▶ _Document section_
=-=-=

Oyajina! ~Ryuu to Shinomiya no Baai~ by Hiiragi Nozomu

Oyajina! ~Ryuu to Shinomiya no Baai~

I couldn’t decide what manga I should cover and then the answer became obvious: Oyajina! was one of the reasons I started this blog almost 2 years ago and it’s still unloved. A fandom fail. I don’t get it. Perhaps Docchi mo Docchi will build a considerable Hiiragi Nozomu fanbase and draw more attention? But instead of wallowing in sorrow, I’m going to take another stab at encouraging it so I’m not the only vocal, crazy bitch who loves it. I probably talk about Hiiragi Nozomu too much, but some things just need to be done.

=-=-=

▶ _Records supplied_
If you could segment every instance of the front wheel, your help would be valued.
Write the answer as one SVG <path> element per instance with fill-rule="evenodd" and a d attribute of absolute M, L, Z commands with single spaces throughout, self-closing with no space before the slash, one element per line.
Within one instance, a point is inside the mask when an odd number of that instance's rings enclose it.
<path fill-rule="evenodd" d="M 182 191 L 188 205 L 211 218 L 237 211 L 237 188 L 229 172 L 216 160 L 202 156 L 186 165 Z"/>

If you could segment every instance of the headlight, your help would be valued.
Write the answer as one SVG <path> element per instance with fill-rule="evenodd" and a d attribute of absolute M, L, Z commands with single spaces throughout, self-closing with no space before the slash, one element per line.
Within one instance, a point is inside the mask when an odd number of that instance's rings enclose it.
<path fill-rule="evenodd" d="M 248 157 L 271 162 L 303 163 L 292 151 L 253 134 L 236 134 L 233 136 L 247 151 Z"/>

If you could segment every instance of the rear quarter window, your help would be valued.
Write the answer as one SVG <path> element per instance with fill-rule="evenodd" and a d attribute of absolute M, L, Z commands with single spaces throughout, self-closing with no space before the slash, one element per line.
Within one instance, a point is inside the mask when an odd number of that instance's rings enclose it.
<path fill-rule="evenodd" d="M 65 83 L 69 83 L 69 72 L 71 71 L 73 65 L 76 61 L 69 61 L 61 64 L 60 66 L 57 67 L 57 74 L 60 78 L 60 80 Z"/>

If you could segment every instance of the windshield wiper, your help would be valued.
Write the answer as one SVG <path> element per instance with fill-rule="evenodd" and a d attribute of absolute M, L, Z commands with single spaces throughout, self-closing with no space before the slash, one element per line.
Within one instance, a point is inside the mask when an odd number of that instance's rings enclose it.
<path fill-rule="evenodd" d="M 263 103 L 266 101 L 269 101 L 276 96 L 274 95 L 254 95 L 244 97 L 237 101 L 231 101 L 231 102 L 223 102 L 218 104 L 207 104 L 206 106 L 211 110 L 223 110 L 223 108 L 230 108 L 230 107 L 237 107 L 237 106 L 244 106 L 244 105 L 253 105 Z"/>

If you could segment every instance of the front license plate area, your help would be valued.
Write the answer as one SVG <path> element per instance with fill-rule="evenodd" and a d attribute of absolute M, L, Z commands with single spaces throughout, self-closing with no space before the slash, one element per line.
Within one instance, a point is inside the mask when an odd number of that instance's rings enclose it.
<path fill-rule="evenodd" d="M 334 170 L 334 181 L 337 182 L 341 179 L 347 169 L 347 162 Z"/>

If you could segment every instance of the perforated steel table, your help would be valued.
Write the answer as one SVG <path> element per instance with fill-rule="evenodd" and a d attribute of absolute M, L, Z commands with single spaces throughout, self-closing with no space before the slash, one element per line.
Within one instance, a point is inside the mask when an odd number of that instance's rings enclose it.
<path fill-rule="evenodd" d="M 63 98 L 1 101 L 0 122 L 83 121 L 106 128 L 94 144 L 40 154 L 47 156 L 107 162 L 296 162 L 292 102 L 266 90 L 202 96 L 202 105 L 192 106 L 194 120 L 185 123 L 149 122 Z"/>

=-=-=

▶ _What to work on_
In the blog post about Oyajina!, how long before writing the post did the writer start the blog?

▶ _Result_
Almost two years earlier.